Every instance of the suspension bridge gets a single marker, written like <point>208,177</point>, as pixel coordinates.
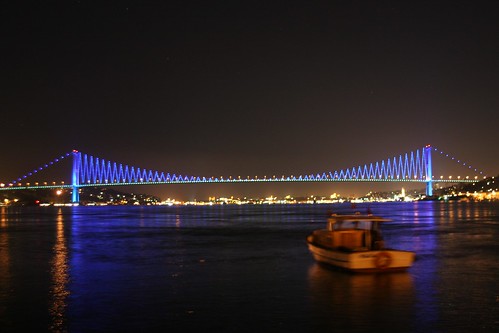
<point>90,171</point>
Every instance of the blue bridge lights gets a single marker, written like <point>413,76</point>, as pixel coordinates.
<point>87,170</point>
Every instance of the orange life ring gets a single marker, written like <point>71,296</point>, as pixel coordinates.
<point>382,260</point>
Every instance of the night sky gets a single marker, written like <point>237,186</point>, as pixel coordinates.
<point>220,88</point>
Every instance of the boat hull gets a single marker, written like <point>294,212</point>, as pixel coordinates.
<point>362,261</point>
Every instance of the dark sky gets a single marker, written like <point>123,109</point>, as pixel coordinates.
<point>216,88</point>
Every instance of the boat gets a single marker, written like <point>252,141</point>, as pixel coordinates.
<point>355,243</point>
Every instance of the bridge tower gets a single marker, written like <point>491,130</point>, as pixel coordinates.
<point>428,169</point>
<point>75,198</point>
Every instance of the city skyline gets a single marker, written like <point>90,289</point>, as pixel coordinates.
<point>249,89</point>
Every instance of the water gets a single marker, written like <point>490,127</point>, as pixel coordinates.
<point>242,269</point>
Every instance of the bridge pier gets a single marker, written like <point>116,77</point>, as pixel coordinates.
<point>75,197</point>
<point>429,174</point>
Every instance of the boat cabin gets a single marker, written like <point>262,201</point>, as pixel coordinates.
<point>356,232</point>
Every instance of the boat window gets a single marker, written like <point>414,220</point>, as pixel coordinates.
<point>362,225</point>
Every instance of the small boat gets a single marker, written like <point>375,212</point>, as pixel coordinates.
<point>355,243</point>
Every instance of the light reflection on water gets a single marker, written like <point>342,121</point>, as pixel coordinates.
<point>60,278</point>
<point>242,269</point>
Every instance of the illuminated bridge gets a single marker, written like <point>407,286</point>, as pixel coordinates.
<point>90,171</point>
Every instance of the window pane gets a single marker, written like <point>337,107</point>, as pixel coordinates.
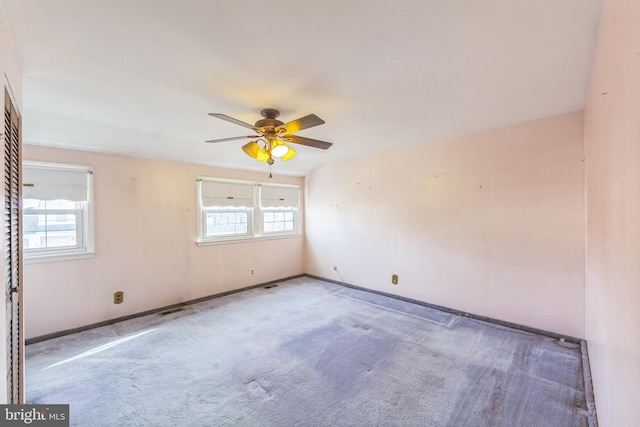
<point>227,223</point>
<point>43,231</point>
<point>278,221</point>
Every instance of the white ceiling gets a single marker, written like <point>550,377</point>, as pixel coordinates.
<point>138,77</point>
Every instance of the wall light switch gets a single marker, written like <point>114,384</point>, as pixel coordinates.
<point>118,297</point>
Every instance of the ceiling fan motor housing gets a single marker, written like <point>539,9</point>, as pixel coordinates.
<point>269,120</point>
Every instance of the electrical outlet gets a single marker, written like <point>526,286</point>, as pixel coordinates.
<point>118,297</point>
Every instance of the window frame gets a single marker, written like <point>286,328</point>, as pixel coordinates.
<point>255,220</point>
<point>84,247</point>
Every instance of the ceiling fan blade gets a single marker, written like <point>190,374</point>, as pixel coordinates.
<point>232,120</point>
<point>233,138</point>
<point>305,122</point>
<point>316,143</point>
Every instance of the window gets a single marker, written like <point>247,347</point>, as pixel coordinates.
<point>56,214</point>
<point>279,206</point>
<point>235,210</point>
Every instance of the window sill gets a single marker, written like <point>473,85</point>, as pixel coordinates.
<point>39,258</point>
<point>247,239</point>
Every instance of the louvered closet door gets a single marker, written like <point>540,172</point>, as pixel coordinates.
<point>12,260</point>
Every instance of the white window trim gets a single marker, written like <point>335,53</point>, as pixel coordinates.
<point>88,243</point>
<point>256,232</point>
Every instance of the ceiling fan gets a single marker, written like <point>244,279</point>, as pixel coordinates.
<point>272,135</point>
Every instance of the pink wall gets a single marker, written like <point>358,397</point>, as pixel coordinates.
<point>11,78</point>
<point>612,120</point>
<point>491,223</point>
<point>145,226</point>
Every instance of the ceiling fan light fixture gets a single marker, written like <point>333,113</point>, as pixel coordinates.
<point>291,153</point>
<point>251,149</point>
<point>279,148</point>
<point>263,155</point>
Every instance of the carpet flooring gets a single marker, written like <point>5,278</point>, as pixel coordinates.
<point>309,353</point>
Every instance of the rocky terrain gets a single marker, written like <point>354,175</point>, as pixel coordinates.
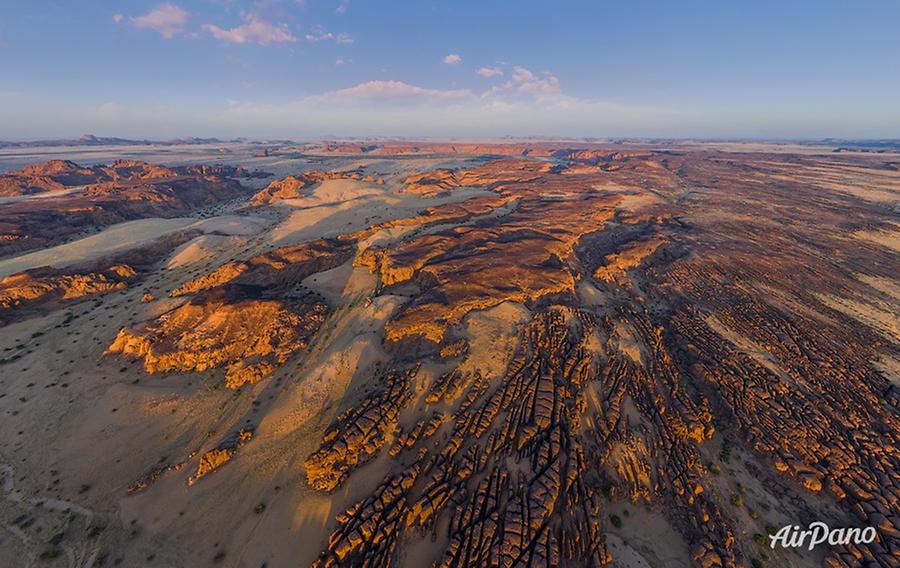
<point>529,354</point>
<point>46,203</point>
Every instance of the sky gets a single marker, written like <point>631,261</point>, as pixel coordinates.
<point>303,69</point>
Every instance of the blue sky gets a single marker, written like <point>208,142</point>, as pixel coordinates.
<point>300,69</point>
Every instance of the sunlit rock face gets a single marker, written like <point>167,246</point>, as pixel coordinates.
<point>528,354</point>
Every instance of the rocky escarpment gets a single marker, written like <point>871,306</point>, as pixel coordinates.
<point>291,187</point>
<point>239,316</point>
<point>41,290</point>
<point>101,196</point>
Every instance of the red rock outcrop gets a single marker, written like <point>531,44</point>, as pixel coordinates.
<point>103,195</point>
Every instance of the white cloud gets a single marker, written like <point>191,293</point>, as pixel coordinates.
<point>523,83</point>
<point>393,92</point>
<point>254,30</point>
<point>489,72</point>
<point>317,34</point>
<point>166,19</point>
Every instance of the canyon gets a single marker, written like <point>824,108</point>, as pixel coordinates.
<point>425,353</point>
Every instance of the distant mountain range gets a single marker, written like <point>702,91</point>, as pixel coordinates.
<point>91,140</point>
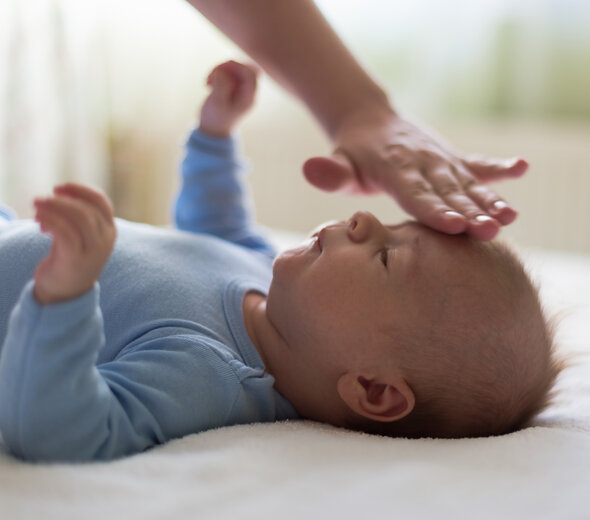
◇ ◇ ◇ ◇
**Exercise instructions**
Please give all of the data above as a numbered list, skipping blank lines and leaving the pictures out.

**Final result**
1. Every instance of the suspension bridge gets a single marker, written like <point>208,177</point>, as pixel coordinates.
2. <point>90,171</point>
3. Every instance of the blue bridge lights gets a single marker, written like <point>413,76</point>, as pixel coordinates.
4. <point>87,170</point>
5. Every instance of the orange life ring gets a single marker, written like <point>71,296</point>, as pixel coordinates.
6. <point>382,260</point>
7. Every instance of the night sky gets a single marker, written like <point>237,186</point>, as pixel coordinates.
8. <point>220,88</point>
9. Every instance of the boat hull gets a single marker, written like <point>294,212</point>, as pixel coordinates.
10. <point>362,261</point>
11. Every instance of the dark sky gets a single marker, written like <point>123,109</point>, as pixel coordinates.
12. <point>216,88</point>
13. Every instance of the boat gets a single marker, written like <point>252,141</point>, as pixel coordinates.
14. <point>355,243</point>
15. Every instance of the bridge tower gets a single marker, written like <point>491,130</point>, as pixel coordinates.
16. <point>428,169</point>
17. <point>75,198</point>
18. Every instance of the city skyline gets a single marker, written like <point>90,289</point>, as pixel coordinates.
19. <point>249,89</point>
20. Every instance of the water gets a single marker, written like <point>490,127</point>, as pixel coordinates.
21. <point>242,269</point>
22. Every instance of the bridge pier gets a single marker, written like <point>116,77</point>, as pixel coordinates.
23. <point>75,197</point>
24. <point>429,174</point>
25. Every instance of the boat cabin gets a single marker, written like <point>262,201</point>, as pixel coordinates.
26. <point>356,232</point>
27. Every instance of the boat window gets a single marker, written like <point>414,220</point>, as pixel coordinates.
28. <point>362,225</point>
29. Every instance of the small boat gets a single marker, written like <point>375,212</point>, as pixel coordinates.
30. <point>355,243</point>
31. Every instance of the light reflection on water gets a single marker, written like <point>342,121</point>, as pixel coordinates.
32. <point>60,278</point>
33. <point>242,269</point>
34. Every instance of the illuminated bridge gets a single marker, written like <point>407,286</point>, as pixel coordinates.
35. <point>90,171</point>
36. Every instance of the window pane gets a single marker, written like <point>337,107</point>, as pixel coordinates.
37. <point>227,223</point>
38. <point>43,231</point>
39. <point>278,221</point>
40. Every instance of the white ceiling gets a single marker, written like <point>550,377</point>, as pixel coordinates.
41. <point>138,77</point>
42. Every instance of the wall light switch gets a single marker, written like <point>114,384</point>, as pixel coordinates.
43. <point>118,297</point>
44. Every instance of the ceiling fan motor housing gets a single marker, written like <point>539,9</point>, as pixel coordinates.
45. <point>269,120</point>
46. Every instance of the electrical outlet gets a single marker, written like <point>526,286</point>, as pixel coordinates.
47. <point>118,297</point>
48. Every instance of the window frame gets a single marker, written like <point>286,328</point>, as pixel coordinates.
49. <point>255,220</point>
50. <point>84,247</point>
51. Every instance of the ceiling fan blade gets a single marker, written like <point>190,374</point>, as pixel coordinates.
52. <point>232,120</point>
53. <point>233,138</point>
54. <point>305,122</point>
55. <point>316,143</point>
56. Every instance of the window gets a single marker, written like <point>247,347</point>, as pixel coordinates.
57. <point>56,214</point>
58. <point>279,206</point>
59. <point>235,210</point>
60. Every instance of the window sill gets a single marker, written like <point>473,85</point>, as pixel coordinates.
61. <point>39,258</point>
62. <point>247,239</point>
63. Every instance of the louvered closet door gets a single marker, written like <point>540,172</point>, as pixel coordinates.
64. <point>12,260</point>
65. Every instance of the white window trim gets a single marker, written like <point>335,53</point>, as pixel coordinates.
66. <point>88,243</point>
67. <point>256,232</point>
68. Every instance of the ceiling fan gets a single marker, written like <point>244,279</point>, as pixel coordinates.
69. <point>272,135</point>
70. Every instance of the pink wall gets a single marker, written like <point>358,397</point>, as pixel coordinates.
71. <point>11,78</point>
72. <point>612,120</point>
73. <point>491,223</point>
74. <point>145,226</point>
75. Every instance of the ceiling fan light fixture gets a single marker, written like <point>333,113</point>, as pixel coordinates.
76. <point>291,153</point>
77. <point>251,149</point>
78. <point>279,148</point>
79. <point>263,155</point>
80. Every instance of the carpet flooring gets a single marker, written like <point>5,278</point>, as pixel coordinates.
81. <point>309,353</point>
82. Every instance of the rocky terrain gets a single marker, written like <point>354,175</point>, as pixel coordinates.
83. <point>529,354</point>
84. <point>46,203</point>
85. Every instance of the sky gets a single marker, written like <point>631,261</point>, as pixel coordinates.
86. <point>303,69</point>
87. Every instance of the blue sky gets a single marker, written like <point>208,142</point>, as pixel coordinates.
88. <point>300,69</point>
89. Every instance of the sunlit rock face gets a single marker, written like <point>167,246</point>, as pixel coordinates.
90. <point>528,354</point>
91. Every instance of the rocky escarpment gets a single marker, written like <point>871,306</point>, as pixel coordinates.
92. <point>291,187</point>
93. <point>239,316</point>
94. <point>41,290</point>
95. <point>101,196</point>
96. Every instance of the red rock outcrop gets a single marker, written like <point>531,44</point>, as pixel coordinates.
97. <point>103,195</point>
98. Every instance of the white cloud gets a single marker, written like <point>191,293</point>, as pixel coordinates.
99. <point>523,83</point>
100. <point>393,92</point>
101. <point>254,30</point>
102. <point>489,72</point>
103. <point>317,34</point>
104. <point>166,19</point>
105. Every instance of the canyon gets a single marker, written like <point>824,108</point>, as pixel coordinates.
106. <point>425,353</point>
107. Every instance of the distant mountain range gets a single marker, written like <point>702,91</point>, as pixel coordinates.
108. <point>91,140</point>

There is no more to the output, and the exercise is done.